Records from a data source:
- Opening Delimiter -

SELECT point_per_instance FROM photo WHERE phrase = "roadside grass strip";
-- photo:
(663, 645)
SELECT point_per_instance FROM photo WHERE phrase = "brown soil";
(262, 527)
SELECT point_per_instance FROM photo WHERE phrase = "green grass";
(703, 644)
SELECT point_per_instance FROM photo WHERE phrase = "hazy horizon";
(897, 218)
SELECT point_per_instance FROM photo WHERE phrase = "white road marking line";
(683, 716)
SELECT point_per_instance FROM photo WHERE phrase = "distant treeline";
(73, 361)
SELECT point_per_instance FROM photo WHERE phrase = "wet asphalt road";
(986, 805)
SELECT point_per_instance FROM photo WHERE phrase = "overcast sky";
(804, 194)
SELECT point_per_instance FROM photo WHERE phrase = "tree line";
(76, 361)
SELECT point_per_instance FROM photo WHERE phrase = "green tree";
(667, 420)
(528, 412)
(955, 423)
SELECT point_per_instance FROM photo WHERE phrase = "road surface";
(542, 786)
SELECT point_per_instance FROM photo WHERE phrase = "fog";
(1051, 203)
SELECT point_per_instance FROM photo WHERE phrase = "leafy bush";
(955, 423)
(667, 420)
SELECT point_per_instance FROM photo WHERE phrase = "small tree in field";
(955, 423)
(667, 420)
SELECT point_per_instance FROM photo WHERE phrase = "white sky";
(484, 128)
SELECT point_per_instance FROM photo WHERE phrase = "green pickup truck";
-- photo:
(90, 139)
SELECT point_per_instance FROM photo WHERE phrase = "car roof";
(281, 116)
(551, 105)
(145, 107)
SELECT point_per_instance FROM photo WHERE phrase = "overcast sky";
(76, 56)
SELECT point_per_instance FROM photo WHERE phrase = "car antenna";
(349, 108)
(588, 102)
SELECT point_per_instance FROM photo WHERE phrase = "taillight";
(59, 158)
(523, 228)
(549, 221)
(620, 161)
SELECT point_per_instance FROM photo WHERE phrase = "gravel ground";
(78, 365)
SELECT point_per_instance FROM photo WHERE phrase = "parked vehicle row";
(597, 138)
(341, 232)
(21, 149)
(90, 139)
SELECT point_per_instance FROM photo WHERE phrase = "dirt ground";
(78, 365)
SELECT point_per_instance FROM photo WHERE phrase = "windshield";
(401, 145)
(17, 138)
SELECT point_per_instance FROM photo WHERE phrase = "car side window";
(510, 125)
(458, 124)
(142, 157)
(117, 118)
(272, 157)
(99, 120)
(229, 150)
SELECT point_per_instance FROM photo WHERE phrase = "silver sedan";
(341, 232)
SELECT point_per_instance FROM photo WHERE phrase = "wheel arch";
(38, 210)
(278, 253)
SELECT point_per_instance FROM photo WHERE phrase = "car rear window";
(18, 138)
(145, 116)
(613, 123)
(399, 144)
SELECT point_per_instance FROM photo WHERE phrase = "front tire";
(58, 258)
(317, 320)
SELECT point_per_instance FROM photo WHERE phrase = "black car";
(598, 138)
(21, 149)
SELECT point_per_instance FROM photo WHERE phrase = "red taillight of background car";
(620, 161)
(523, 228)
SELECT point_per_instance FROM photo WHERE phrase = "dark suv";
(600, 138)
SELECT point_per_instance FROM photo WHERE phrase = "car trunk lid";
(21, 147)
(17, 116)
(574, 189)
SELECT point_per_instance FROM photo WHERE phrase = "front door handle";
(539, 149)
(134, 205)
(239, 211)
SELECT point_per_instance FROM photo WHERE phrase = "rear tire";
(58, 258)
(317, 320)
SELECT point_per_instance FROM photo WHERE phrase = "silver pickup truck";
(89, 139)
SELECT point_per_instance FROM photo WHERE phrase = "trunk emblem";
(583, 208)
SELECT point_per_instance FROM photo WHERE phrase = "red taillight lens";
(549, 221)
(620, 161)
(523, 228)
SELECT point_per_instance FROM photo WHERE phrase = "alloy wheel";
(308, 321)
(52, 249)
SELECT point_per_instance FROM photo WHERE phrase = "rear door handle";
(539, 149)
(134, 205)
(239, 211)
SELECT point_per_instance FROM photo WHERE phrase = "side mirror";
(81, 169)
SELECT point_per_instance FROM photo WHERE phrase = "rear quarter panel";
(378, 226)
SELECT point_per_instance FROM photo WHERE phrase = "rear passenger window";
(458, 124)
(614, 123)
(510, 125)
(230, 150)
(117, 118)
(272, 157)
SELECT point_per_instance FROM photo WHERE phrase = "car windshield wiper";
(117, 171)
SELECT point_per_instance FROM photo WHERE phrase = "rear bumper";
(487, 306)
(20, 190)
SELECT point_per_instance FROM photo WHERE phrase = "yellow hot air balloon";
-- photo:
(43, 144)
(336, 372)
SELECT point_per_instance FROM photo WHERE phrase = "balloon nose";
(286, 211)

- Closing Delimiter -

**HOW TO COMPLETE THIS TASK**
A faithful, word-for-word transcription of the data above is required.

**SOLUTION BELOW**
SELECT point_per_instance FROM photo WHERE phrase = "roadside grass strip";
-- photo:
(663, 645)
SELECT point_per_instance FROM photo WHERE phrase = "brown soil";
(262, 527)
SELECT point_per_instance FROM photo WHERE phrase = "green grass";
(703, 644)
SELECT point_per_instance FROM photo WHERE phrase = "hazy horizon";
(897, 218)
SELECT point_per_instance FROM photo WHERE phrase = "white road marking line";
(683, 716)
SELECT point_per_instance FROM photo WHERE phrase = "distant treeline";
(73, 361)
SELECT point_per_instance FROM photo WHERE phrase = "wet asphalt road";
(986, 805)
SELECT point_per_instance FROM photo WHERE phrase = "overcast sky";
(804, 194)
SELECT point_per_instance FROM photo WHERE phrase = "tree line";
(76, 361)
SELECT point_per_instance FROM photo WHERE phrase = "green tree";
(667, 420)
(528, 412)
(955, 423)
SELECT point_per_instance FROM photo WHERE phrase = "road surface";
(542, 786)
SELECT point_per_instance FROM photo WHERE phrase = "fog";
(1051, 203)
SELECT point_per_instance FROM photo WHERE phrase = "leafy bush";
(955, 423)
(667, 420)
SELECT point_per_instance FROM photo WHERE phrase = "small tree in field";
(955, 423)
(667, 420)
SELECT point_per_instance FROM photo WHERE phrase = "white sky";
(484, 128)
SELECT point_per_instance FROM photo WHERE phrase = "green pickup truck";
-- photo:
(90, 139)
SELECT point_per_instance FROM photo WHERE phrase = "car roof";
(281, 116)
(551, 105)
(145, 107)
SELECT point_per_instance FROM photo WHERE phrase = "overcast sky";
(76, 56)
SELECT point_per_instance FROM photo WHERE phrase = "car antenna";
(349, 108)
(588, 102)
SELECT point_per_instance FROM photo WHERE phrase = "taillight";
(59, 158)
(523, 228)
(549, 221)
(620, 161)
SELECT point_per_instance FROM photo WHERE phrase = "gravel ground";
(78, 365)
SELECT point_per_instance FROM photo WHERE phrase = "parked vehicle row";
(597, 138)
(341, 232)
(21, 149)
(90, 139)
SELECT point_per_instance FROM photo WHERE phrase = "dirt ground";
(78, 365)
SELECT point_per_instance FROM photo WHERE phrase = "windshield";
(401, 145)
(17, 138)
SELECT point_per_instance FROM photo WHERE phrase = "car side window";
(510, 125)
(458, 124)
(142, 157)
(117, 118)
(272, 157)
(99, 120)
(229, 150)
SELECT point_per_instance FROM photo WHERE phrase = "silver sedan";
(341, 232)
SELECT point_per_instance FROM photo WHERE phrase = "wheel arch";
(38, 210)
(278, 253)
SELECT point_per_instance FROM photo WHERE phrase = "car rear window";
(18, 138)
(145, 116)
(613, 123)
(399, 144)
SELECT point_per_instance FROM photo WHERE phrase = "front tire";
(58, 258)
(317, 320)
SELECT point_per_instance FROM photo WHERE phrase = "black car";
(598, 138)
(21, 149)
SELECT point_per_instance FROM photo WHERE phrase = "red taillight of background car";
(620, 161)
(523, 228)
SELECT point_per_instance FROM photo WHERE phrase = "dark suv";
(600, 138)
SELECT point_per_instance FROM photo WHERE phrase = "car trunk lid";
(21, 147)
(17, 116)
(574, 189)
SELECT point_per_instance FROM photo WHERE phrase = "front door handle";
(539, 149)
(134, 205)
(239, 211)
SELECT point_per_instance FROM photo WHERE phrase = "rear tire";
(58, 258)
(317, 320)
SELECT point_per_instance FROM photo WHERE phrase = "silver pickup truck";
(89, 139)
SELECT point_per_instance FROM photo WHERE phrase = "trunk emblem";
(583, 208)
SELECT point_per_instance FROM photo WHERE phrase = "red taillight lens";
(549, 221)
(620, 161)
(523, 228)
SELECT point_per_instance FROM photo WHERE phrase = "alloy wheel";
(308, 321)
(52, 249)
SELECT point_per_instance FROM photo WHERE phrase = "rear door handle";
(539, 149)
(134, 205)
(239, 211)
SELECT point_per_instance FROM photo WHERE phrase = "side mirror";
(81, 169)
SELECT point_per_instance FROM photo WHERE phrase = "rear quarter panel";
(378, 226)
SELECT point_per_instance FROM photo WHERE phrase = "rear passenger window";
(458, 124)
(614, 123)
(510, 125)
(230, 150)
(117, 118)
(272, 157)
SELECT point_per_instance FROM photo WHERE phrase = "car windshield wiper";
(117, 171)
SELECT point_per_instance FROM photo WHERE phrase = "rear bumper";
(487, 306)
(20, 190)
SELECT point_per_instance FROM photo WHERE phrase = "yellow hot air balloon";
-- photo:
(43, 144)
(336, 372)
SELECT point_per_instance FROM photo WHERE phrase = "balloon nose";
(286, 211)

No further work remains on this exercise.